- **Region annotation items**:
========

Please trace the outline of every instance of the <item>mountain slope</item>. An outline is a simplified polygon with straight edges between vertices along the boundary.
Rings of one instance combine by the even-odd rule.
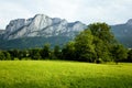
[[[45,43],[52,47],[63,46],[86,28],[79,21],[69,23],[44,14],[12,20],[4,31],[0,30],[0,50],[42,47]],[[132,19],[124,24],[111,25],[111,31],[120,43],[132,47]]]
[[[87,25],[81,22],[68,23],[66,20],[36,14],[31,19],[12,20],[6,29],[3,38],[14,40],[34,36],[75,36],[75,32],[82,31]]]

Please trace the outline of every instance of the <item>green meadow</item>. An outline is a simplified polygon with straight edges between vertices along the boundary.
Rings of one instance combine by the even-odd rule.
[[[0,61],[0,88],[132,88],[132,64]]]

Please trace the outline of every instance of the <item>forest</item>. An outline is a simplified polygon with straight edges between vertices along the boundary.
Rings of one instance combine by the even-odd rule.
[[[107,23],[92,23],[63,47],[45,43],[43,48],[0,51],[0,61],[61,59],[88,63],[132,63],[132,50],[120,44]]]

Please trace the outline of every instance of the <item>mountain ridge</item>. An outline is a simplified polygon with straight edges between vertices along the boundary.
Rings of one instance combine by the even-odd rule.
[[[111,32],[120,43],[127,47],[132,47],[132,19],[125,23],[110,26]],[[80,21],[68,22],[65,19],[50,18],[45,14],[36,14],[30,19],[11,20],[6,30],[0,31],[0,48],[42,47],[44,43],[63,46],[86,28],[87,25]]]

========

- **Required work**:
Rescale everything from the line containing "of the <item>forest</item>." down to the end of the items, both ends included, and copy the instruction lines unchanged. Multiply every coordinate in the answers by 2.3 and round each result to a whole number, with halves rounded up.

- **Answer to the problem**:
Please trace the outline of every instance of the <item>forest</item>. An outline is a simplified polygon with straight edges between vertices along the boundary.
Rings of one instance combine by the even-odd rule.
[[[246,53],[212,53],[145,108],[104,99],[99,110],[0,117],[0,140],[140,136],[202,145],[304,145],[304,115],[276,101]]]

Please trace the outline of every instance of the <item>mountain ridge</item>. An outline is a simplified polygon with straight edges between vertices along the boundary.
Rings of one instance combine by the even-odd rule.
[[[255,74],[276,99],[292,108],[304,108],[304,44],[288,53],[253,60]],[[184,48],[156,51],[150,44],[115,41],[104,32],[83,32],[69,44],[25,46],[14,69],[0,71],[0,110],[97,108],[101,99],[145,106],[198,64],[200,58]]]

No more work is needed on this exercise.